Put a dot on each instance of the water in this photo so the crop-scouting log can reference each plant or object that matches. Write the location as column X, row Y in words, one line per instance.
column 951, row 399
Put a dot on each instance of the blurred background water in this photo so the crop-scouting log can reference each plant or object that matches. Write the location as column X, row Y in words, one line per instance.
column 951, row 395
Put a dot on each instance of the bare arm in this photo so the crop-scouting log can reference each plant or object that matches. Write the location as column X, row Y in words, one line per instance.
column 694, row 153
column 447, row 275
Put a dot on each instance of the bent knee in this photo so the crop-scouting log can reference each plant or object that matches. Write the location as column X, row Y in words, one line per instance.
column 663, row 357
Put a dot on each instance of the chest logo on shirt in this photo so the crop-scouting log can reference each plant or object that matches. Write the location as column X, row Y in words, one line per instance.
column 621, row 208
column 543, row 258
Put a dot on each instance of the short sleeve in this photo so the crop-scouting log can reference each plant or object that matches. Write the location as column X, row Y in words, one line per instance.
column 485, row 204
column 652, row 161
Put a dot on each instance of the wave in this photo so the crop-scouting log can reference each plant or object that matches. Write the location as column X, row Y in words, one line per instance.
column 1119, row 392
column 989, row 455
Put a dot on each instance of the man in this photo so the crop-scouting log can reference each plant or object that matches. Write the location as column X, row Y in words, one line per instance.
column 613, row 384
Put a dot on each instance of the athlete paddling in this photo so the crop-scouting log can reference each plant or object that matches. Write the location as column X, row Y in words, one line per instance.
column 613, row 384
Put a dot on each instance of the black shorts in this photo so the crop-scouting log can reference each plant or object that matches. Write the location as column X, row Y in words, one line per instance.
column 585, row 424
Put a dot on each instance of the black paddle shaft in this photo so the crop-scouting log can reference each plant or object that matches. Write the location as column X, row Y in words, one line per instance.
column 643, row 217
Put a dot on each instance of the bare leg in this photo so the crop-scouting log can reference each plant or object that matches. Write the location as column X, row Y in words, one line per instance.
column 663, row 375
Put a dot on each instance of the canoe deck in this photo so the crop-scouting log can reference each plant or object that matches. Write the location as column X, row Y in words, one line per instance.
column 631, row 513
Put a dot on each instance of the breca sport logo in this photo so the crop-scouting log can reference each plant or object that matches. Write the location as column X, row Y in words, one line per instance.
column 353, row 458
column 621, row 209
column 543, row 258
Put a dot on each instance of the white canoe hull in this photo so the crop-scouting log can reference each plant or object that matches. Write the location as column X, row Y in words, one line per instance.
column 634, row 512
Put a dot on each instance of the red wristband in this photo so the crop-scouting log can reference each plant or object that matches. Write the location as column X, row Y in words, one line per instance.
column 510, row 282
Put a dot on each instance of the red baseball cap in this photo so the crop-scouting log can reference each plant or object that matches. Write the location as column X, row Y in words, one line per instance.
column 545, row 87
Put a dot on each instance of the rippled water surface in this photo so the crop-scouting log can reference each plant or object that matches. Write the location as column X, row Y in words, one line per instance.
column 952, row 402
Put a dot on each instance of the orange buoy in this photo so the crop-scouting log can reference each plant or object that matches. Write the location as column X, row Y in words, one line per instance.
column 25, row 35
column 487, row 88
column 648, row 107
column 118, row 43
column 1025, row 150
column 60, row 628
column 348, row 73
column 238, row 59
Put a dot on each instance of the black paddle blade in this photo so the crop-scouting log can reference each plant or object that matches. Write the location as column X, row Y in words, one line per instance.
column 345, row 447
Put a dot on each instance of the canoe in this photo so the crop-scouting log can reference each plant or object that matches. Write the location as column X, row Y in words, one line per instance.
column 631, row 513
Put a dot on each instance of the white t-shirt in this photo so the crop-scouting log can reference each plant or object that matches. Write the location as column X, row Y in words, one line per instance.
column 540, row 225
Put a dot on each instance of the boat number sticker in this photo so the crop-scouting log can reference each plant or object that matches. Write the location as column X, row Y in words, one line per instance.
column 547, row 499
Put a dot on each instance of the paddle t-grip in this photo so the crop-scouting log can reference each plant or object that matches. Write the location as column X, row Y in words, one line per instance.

__________

Problem statement => Print the lines of the records without alteration, beginning with the line containing "Put a dot on each instance of the red baseball" and continuing through the line containing "column 238, row 59", both included.

Exercise response =>
Put a dot on each instance of the red baseball cap in this photo so the crop-scouting log can reference each plant or object that matches. Write the location as column X, row Y in words, one line per instance.
column 545, row 87
Put a dot on each instance of the rippled water surface in this photo so the crop-scouting log can reference each plant or object that matches. Write the location as column X, row Y in words, one line per instance.
column 952, row 402
Put a dot on each instance of the orange buoy in this photo so the crop-scouting log can reference each plant or object that matches. Write the location as column X, row Y in words, one line per instance.
column 25, row 35
column 487, row 88
column 648, row 107
column 118, row 43
column 1025, row 150
column 60, row 628
column 348, row 73
column 238, row 59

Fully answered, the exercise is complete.